:: Tasks and exercises ::
1 – In the essay on letting a child roam, write out everything from "Still, there is" down to "about saying yes.".
2 – In the essay on letting a child roam, where did the author's daughter spend her first Halloween?
*** Opening of Excerpt provided ***
I don’t mean to rub it in for those of you in the Northeast (O.K., maybe a little), but Sunday was gorgeous in Berkeley, Calif.: balmy, blue sky and, touch wood, steady ground. My husband and daughter and I took advantage by indulging in a stack of pancakes at an outdoor cafe. She got itchy as Steven and I lingered over coffee and the Sunday paper (why is it that kids wolf their food down when you want to lounge and are impossibly pokey when you don’t?) and she asked me if she could go to the bookstore. The store was down the block, around the corner and across one high-traffic street that had a crosswalk but no stop sign or light. I glanced at Steven, hoping for a clue about how to respond.
I know all about the “free-range kid” argument: a few years back, Lenore Skenazy wrote a column for The New York Sun about letting her 9-year-old ride the subway alone. In the wake of the support and outrage that followed, she founded a movement complete with a book (Free-Range Kids: Giving Our Children the Freedom We Had Without Going Nuts with Worry), and, apparently, an upcoming TV show, all geared toward loosening your child’s leash.
Still, there is theory and then there is practice. I agree with the free-range premise, but the truth is, I’m innately overprotective. That’s why I look to my husband, who tends to be more objective, to make this sort of call. Of course, that also lets me off the hook: it’s his fault if things go wrong.
I want to let my daughter roam the way I did as a child. I really do. But when she asks for new freedoms like this one, I balk. All I can hear is the thud of metal against flesh; all I can think about is how I would feel at that moment about saying yes.
Yet, isn’t part of parenthood recognizing that it’s not actually about me?
I learned that lesson early, during my daughter’s first Halloween. She spent the holiday in the pediatric I.C.U. at Oakland Children’s Hospital, multiple IVs extending from each arm and leg, a breathing tube shoved down her throat. She was 3 months old. At some point, probably when she’d had a life-threatening seizure, her medical team had sliced off the little jack o’ lantern jammies we had bought her. The tiny pumpkin hat with which I’d planned to top the ensemble was shoved to the bottom of my purse. We never did know for sure why it happened, but in a couple of weeks she had gone from being a perfectly healthy infant to, well, this.
*** Close of Excerpt provided ***
*** Opening of Provided data ***
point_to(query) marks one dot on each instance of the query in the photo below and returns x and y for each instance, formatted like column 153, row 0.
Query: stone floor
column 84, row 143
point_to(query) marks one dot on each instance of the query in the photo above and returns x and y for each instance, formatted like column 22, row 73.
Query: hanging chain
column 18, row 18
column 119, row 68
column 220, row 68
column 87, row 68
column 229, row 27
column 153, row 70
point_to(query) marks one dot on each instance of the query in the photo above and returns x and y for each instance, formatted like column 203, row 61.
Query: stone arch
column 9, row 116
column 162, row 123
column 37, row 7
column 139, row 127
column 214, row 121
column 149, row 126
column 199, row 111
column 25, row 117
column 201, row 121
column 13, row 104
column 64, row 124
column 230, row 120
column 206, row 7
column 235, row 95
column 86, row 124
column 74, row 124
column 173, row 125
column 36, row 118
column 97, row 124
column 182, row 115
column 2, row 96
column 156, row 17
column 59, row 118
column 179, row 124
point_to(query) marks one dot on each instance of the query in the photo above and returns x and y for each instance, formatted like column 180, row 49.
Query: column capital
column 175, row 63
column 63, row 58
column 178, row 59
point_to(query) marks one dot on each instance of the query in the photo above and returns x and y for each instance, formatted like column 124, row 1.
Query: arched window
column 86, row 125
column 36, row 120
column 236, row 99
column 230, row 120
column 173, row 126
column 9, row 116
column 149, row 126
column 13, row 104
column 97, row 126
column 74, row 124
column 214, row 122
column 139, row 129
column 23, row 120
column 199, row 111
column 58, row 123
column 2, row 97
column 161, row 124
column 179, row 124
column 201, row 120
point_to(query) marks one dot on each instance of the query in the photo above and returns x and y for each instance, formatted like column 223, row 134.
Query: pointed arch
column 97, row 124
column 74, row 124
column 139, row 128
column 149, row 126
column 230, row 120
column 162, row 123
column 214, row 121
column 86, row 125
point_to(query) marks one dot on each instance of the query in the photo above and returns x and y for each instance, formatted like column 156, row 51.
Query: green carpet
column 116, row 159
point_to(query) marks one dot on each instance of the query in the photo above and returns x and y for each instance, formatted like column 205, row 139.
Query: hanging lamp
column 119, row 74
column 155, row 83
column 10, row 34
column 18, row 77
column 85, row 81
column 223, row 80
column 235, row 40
*** Close of Provided data ***
:: Answers given ::
1 –
Still, there is theory and then there is practice. I agree with the free-range premise, but the truth is, I’m innately overprotective. That’s why I look to my husband, who tends to be more objective, to make this sort of call. Of course, that also lets me off the hook: it’s his fault if things go wrong.
I want to let my daughter roam the way I did as a child. I really do. But when she asks for new freedoms like this one, I balk. All I can hear is the thud of metal against flesh; all I can think about is how I would feel at that moment about saying yes.

2 – She spent it in the pediatric I.C.U. at Oakland Children's Hospital.